[Collected data entries]
Segment Open
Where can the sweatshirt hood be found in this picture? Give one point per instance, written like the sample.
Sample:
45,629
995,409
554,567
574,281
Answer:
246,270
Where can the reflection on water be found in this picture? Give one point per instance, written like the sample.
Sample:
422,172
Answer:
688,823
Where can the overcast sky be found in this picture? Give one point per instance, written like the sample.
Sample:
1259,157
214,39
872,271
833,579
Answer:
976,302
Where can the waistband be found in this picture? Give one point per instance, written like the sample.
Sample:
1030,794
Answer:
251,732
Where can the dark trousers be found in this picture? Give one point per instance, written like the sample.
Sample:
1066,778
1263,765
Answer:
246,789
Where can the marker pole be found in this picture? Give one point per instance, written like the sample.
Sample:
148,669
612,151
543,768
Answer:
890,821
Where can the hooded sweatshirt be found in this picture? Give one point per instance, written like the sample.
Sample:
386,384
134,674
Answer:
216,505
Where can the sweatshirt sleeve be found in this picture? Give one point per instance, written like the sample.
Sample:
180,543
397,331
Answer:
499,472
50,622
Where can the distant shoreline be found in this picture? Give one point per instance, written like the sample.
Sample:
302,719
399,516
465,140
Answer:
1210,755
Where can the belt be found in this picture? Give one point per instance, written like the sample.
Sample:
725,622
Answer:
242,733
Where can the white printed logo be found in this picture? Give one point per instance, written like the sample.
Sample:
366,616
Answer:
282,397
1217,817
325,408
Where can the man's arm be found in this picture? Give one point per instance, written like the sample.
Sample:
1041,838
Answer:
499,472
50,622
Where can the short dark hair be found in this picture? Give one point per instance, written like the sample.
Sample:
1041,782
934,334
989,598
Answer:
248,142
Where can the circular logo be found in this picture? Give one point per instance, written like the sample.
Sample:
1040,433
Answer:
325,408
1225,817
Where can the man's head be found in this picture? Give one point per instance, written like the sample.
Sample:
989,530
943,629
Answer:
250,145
Segment Closed
◆ Action item ◆
The records above should be repeated in full, exactly as given.

◆ Written response ◆
Where can the sweatshirt hood be found in this picture? Give one point per instance, written like the sample.
Sample:
45,629
995,409
554,567
574,281
Answer:
246,270
Where can the reflection on water be found in this picture? Give one point per instance, written like the sample.
Sample:
422,172
Answer:
688,823
Where can the overcast sky be found in this picture? Give one point per instance, written like the sample.
Sample:
1259,157
214,39
872,271
833,579
Answer:
976,302
Where can the waistband be found in this picture? Give one point per instance, written like the sample.
Sample:
1030,794
Answer:
251,732
Where can the dark trousers be found in this picture? Give one point per instance, written like the sample.
Sample:
1066,778
1263,765
Answer:
246,789
Where can the marker pole be found in this picture? Give one point per instance, written like the sample.
Sample:
148,669
612,151
543,768
Answer:
890,821
Where can the hooded sweatshirt be found in this picture? Give one point per instance, written like the sample.
Sample:
386,384
134,674
Answer:
216,505
Where can the sweatshirt sleeve be found in this picture? Give one point per instance, written like the sample.
Sample:
180,543
397,331
Answer:
499,472
50,622
Where can the distant shoreline be found in this picture? Give one point per instance, written like the sample.
Sample:
302,719
399,516
465,140
Answer:
1210,755
Where can the belt be found in this picture? Give one point per instance, written like the sample.
Sample:
725,622
Answer:
242,733
Where can the white printed logo be found in this picture? Give one point per instance, written like the sample.
Sample:
366,616
Answer:
282,397
1217,817
325,408
Where can the man's arm be found in this picture? Give one point per instance, written like the sample.
Sample:
1041,838
Answer:
499,472
50,622
Where can the short dark hair be found in this picture? Give one point per instance, written like the sample.
Sample:
1041,782
934,334
989,598
Answer:
248,142
Where can the circular logo be found in this picture? Give one point per instance, written like the sample.
Sample:
1040,433
Answer:
325,408
1225,817
Where can the man's head be found in this picture? Give one point per instance, written like the sample.
Sample:
989,530
943,629
Answer:
250,145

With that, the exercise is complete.